(목표):
아래 행 중에서 "Mark the woman's eye, one"라는 문구가 든 행부터 "Mark the blurred"라는 문구가 든 행까지, 양 끝 행을 포함한 행만 JSON 문자열 목록에 넣으세요. 한 행을 문자열 하나로 하고 빈 행은 빼세요.
---------- 작업 자료
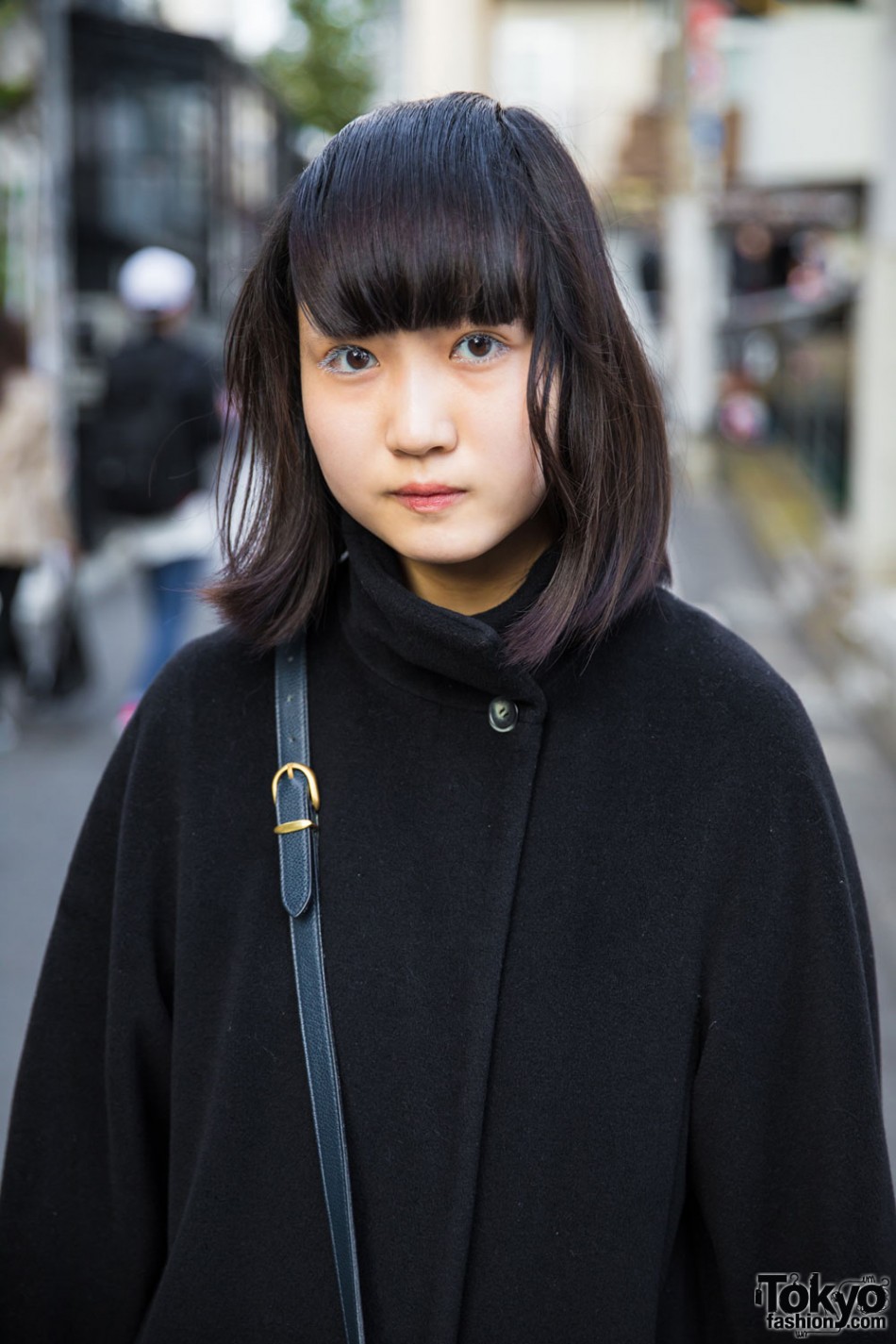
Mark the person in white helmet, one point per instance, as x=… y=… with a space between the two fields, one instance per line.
--------------------
---------- 작업 자료
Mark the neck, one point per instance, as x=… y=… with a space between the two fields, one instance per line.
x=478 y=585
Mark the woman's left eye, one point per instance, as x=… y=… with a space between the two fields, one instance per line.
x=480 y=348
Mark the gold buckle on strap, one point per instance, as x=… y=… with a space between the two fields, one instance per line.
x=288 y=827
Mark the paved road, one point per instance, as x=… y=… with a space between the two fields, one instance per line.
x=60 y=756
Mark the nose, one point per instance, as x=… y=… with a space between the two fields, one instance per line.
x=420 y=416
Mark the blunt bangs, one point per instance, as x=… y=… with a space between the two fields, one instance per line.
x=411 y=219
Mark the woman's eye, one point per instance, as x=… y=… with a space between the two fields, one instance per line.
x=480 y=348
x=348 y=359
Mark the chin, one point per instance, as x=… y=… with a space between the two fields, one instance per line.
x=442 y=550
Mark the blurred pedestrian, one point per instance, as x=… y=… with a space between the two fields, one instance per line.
--------------------
---------- 작업 자료
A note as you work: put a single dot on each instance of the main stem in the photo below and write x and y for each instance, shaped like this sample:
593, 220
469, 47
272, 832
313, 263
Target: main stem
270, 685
--------------------
(최종 결과):
[
  "Mark the woman's eye, one point per instance, as x=… y=… with a space between the two fields, one instance per line.",
  "x=480 y=348",
  "x=348 y=359",
  "Mark the chin, one point per instance, as x=… y=… with a space between the two fields, one instance per line.",
  "x=442 y=550",
  "Mark the blurred pedestrian, one point per instance, as x=… y=… with a space between the two fields, one instance per line."
]